#### Excerpted records

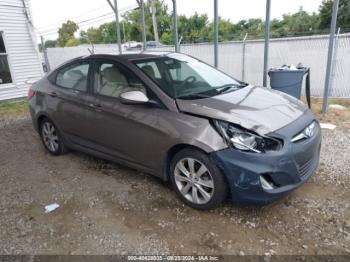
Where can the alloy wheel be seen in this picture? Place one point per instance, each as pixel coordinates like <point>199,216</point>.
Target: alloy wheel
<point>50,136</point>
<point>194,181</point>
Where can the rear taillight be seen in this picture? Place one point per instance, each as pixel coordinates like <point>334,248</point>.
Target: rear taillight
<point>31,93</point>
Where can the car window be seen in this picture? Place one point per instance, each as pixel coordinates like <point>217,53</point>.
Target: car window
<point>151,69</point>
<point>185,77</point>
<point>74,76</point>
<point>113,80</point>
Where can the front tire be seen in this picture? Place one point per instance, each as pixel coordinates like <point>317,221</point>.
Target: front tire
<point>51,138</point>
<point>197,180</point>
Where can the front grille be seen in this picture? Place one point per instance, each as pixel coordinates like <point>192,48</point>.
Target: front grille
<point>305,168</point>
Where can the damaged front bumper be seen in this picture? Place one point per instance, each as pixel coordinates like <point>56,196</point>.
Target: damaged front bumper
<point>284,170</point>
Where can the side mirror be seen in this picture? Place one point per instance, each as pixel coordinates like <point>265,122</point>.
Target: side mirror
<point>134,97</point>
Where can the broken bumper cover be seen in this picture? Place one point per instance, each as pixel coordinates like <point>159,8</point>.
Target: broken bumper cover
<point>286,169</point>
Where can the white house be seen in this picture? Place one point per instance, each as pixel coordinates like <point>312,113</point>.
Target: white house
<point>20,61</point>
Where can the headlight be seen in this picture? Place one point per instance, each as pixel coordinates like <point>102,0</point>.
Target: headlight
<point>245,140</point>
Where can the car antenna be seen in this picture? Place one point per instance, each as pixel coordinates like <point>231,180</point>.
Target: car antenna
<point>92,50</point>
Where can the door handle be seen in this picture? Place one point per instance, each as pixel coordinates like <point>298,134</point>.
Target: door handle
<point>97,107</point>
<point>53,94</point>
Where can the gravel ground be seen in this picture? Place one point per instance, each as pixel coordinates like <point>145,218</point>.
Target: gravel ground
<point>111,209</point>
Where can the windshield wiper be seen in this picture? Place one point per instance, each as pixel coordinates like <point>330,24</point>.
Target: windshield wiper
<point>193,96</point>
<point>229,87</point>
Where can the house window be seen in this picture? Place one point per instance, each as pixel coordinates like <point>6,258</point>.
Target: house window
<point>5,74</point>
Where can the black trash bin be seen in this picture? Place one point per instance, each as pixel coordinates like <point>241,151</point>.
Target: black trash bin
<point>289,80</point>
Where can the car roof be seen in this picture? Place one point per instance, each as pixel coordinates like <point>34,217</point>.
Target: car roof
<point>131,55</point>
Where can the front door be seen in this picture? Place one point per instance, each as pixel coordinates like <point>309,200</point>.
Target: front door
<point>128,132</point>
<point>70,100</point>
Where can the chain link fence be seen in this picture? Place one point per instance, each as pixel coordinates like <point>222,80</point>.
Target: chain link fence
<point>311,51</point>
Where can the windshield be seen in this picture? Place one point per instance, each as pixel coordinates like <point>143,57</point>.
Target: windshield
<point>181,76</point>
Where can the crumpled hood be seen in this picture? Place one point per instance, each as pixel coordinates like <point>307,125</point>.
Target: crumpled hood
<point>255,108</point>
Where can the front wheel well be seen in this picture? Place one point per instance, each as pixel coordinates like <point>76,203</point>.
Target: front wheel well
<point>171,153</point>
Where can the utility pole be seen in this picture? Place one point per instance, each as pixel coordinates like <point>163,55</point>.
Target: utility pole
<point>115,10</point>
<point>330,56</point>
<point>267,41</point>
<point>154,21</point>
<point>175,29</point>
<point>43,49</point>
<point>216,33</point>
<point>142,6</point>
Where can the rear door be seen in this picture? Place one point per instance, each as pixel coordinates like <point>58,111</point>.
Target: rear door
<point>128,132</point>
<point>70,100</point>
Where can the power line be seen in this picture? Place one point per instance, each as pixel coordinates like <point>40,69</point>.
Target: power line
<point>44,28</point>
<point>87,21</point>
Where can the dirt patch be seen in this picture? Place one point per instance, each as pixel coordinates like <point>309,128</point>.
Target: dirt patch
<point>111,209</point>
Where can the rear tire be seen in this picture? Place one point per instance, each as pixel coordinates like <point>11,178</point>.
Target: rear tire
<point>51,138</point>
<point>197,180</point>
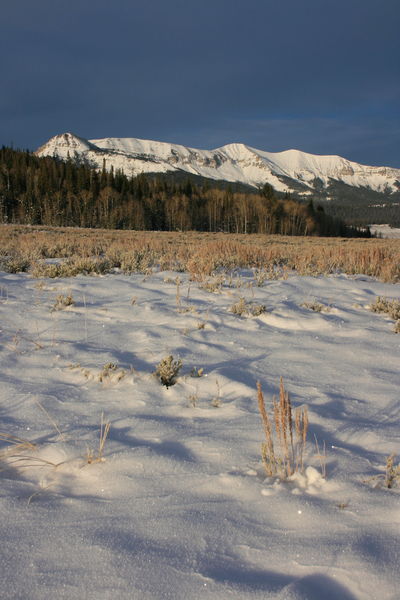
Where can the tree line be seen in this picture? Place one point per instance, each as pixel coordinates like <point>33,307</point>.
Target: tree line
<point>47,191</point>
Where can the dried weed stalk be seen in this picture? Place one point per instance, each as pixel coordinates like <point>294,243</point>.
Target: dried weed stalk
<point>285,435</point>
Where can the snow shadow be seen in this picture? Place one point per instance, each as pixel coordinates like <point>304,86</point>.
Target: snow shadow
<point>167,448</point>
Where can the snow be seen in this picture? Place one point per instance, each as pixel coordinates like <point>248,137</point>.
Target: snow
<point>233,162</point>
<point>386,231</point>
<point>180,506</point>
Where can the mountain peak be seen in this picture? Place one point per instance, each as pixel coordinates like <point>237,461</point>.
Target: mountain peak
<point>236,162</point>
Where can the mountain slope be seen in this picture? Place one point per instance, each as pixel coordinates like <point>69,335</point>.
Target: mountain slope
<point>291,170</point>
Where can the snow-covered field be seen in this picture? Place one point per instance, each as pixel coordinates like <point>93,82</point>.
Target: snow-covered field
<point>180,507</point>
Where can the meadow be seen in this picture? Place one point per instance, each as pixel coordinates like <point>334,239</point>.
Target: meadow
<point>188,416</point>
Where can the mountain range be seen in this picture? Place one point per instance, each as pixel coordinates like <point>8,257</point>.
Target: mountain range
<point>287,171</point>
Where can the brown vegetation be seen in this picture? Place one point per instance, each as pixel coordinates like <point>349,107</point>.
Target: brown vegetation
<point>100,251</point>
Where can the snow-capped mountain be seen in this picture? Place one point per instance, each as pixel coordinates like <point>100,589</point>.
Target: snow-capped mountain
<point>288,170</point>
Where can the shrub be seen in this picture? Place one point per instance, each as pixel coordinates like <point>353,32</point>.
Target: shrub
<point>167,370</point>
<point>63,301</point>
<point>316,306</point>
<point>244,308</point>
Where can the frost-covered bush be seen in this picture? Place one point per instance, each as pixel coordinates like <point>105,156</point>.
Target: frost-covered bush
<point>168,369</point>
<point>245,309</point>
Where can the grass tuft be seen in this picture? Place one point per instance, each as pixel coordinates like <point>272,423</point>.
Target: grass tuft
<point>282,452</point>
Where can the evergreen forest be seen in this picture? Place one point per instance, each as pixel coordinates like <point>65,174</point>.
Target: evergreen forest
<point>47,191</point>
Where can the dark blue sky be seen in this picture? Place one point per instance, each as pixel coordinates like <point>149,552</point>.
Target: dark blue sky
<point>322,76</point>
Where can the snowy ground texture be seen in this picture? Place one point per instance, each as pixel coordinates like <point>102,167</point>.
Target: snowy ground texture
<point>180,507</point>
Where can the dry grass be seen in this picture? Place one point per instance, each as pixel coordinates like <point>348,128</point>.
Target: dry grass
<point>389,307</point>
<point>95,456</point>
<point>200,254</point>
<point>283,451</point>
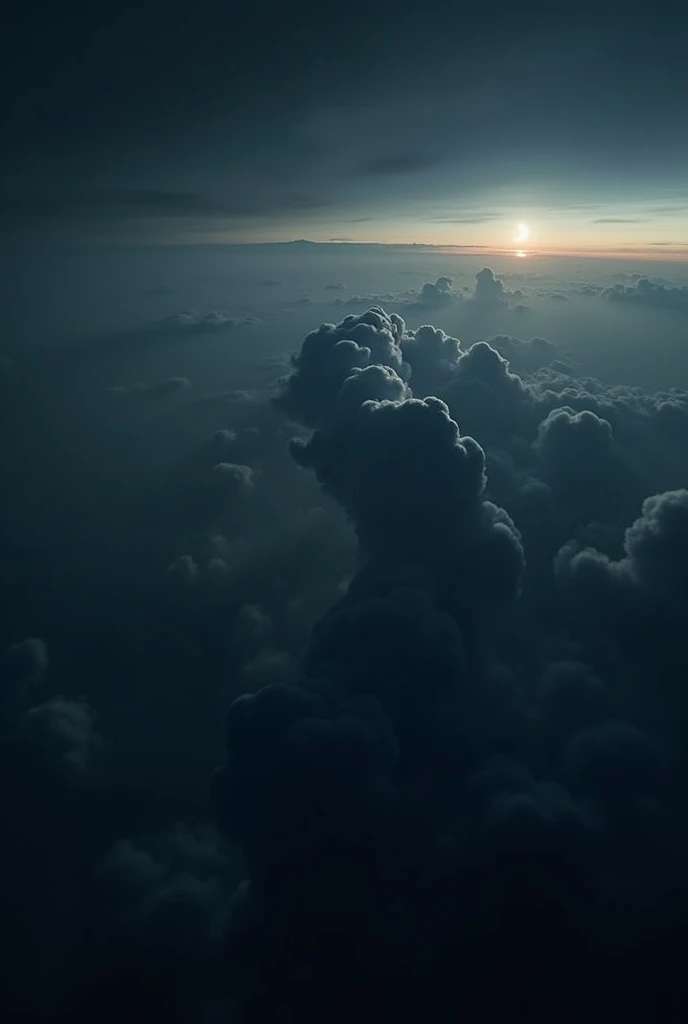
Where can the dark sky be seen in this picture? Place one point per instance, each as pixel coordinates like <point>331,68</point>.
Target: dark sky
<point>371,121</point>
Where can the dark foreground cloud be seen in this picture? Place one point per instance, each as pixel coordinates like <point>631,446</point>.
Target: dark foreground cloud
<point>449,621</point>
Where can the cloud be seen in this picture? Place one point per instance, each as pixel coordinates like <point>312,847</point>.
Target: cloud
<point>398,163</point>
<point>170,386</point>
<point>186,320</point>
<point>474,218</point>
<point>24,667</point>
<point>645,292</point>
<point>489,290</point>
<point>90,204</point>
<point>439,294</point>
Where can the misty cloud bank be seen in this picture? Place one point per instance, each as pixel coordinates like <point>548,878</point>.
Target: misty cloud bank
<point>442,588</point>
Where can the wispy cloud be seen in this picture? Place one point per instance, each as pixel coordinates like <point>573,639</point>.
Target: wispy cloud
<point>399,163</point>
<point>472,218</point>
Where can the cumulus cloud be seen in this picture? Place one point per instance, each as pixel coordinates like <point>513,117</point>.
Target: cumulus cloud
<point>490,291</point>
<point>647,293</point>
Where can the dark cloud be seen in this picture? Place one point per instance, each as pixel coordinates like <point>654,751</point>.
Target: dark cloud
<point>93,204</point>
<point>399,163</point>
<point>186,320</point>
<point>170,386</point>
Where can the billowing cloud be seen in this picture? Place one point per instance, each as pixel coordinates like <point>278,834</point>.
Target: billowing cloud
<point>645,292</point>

########

Prompt → Begin with the line above that has "Where can the snow shadow" and continue through the line that has "Where can the snow be", setting each one down exactly. Stop there.

Solution for this task →
Where can the snow shadow be seen in this picture? Place one point per instance, each as pixel coordinates like <point>304,86</point>.
Target: snow shadow
<point>167,448</point>
Where can the snow be seen in this picture? Place one point per instance, each as pixel coordinates like <point>248,137</point>.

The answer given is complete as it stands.